▶ [Given information]:

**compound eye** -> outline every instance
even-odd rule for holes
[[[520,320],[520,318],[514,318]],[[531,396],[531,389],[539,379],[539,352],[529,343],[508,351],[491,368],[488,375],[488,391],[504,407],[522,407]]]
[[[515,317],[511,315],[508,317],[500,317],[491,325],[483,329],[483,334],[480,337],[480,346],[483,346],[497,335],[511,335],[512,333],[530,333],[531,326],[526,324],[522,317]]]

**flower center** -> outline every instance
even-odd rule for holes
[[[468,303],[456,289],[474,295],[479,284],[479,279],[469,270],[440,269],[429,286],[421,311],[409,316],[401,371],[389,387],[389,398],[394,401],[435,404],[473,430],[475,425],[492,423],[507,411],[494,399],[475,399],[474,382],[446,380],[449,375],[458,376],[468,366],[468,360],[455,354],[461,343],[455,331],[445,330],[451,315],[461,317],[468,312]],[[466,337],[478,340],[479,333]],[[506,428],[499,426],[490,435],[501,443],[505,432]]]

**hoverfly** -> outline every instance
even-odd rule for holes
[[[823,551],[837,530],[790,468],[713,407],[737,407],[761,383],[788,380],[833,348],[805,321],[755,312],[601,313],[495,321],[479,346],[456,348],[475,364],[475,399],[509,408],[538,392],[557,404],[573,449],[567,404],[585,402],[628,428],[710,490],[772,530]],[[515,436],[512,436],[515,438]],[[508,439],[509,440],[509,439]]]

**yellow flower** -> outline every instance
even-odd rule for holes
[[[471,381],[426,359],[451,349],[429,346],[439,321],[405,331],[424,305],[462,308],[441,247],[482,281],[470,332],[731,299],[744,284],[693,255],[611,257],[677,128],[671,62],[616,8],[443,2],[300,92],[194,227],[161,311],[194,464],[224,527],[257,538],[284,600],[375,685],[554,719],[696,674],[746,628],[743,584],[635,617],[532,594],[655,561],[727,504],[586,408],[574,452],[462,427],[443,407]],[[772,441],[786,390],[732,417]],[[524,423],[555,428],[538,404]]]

▶ [Exercise requirements]: Copy down the whole of the data above, matching it exactly.

▶ [Output for this exercise]:
**compound eye** -> outline every instance
even-odd rule for holes
[[[520,320],[520,318],[514,318]],[[531,396],[531,389],[539,379],[539,352],[529,343],[508,351],[491,368],[488,375],[488,391],[504,407],[522,407]]]
[[[515,317],[511,315],[508,317],[500,317],[491,325],[483,329],[483,334],[480,337],[480,346],[483,346],[497,335],[511,335],[512,333],[530,333],[531,326],[526,324],[522,317]]]

**flower center** -> outline every instance
even-odd rule for holes
[[[468,303],[456,289],[474,295],[479,284],[479,279],[469,270],[440,269],[429,286],[421,311],[409,316],[401,371],[389,387],[389,398],[394,401],[435,404],[473,430],[475,425],[492,423],[507,411],[494,399],[475,399],[474,382],[446,380],[449,375],[458,376],[468,366],[468,360],[455,354],[461,343],[455,331],[445,330],[451,315],[461,317],[468,312]],[[466,337],[478,340],[479,333]],[[506,428],[499,426],[490,435],[501,443],[505,432]]]

**hoverfly** -> outline every instance
even-odd rule for holes
[[[823,551],[837,530],[790,468],[713,407],[737,407],[761,383],[788,380],[833,348],[805,321],[755,312],[601,313],[495,321],[479,346],[456,348],[475,364],[475,399],[509,408],[538,392],[557,404],[573,449],[567,404],[585,402],[628,428],[710,490],[772,530]],[[515,436],[512,436],[515,438]],[[508,439],[509,440],[509,439]]]

**yellow flower** -> outline every instance
even-odd rule for holes
[[[471,381],[426,359],[451,349],[429,346],[439,321],[405,331],[424,305],[462,308],[441,247],[482,281],[470,332],[731,299],[744,284],[693,255],[611,257],[677,128],[671,62],[616,8],[443,2],[300,92],[194,227],[161,311],[194,464],[224,527],[257,538],[284,600],[375,685],[554,719],[696,674],[746,628],[743,584],[635,617],[532,594],[655,561],[727,504],[586,408],[574,452],[462,427],[443,407]],[[772,441],[786,390],[732,417]],[[524,423],[555,428],[538,404]]]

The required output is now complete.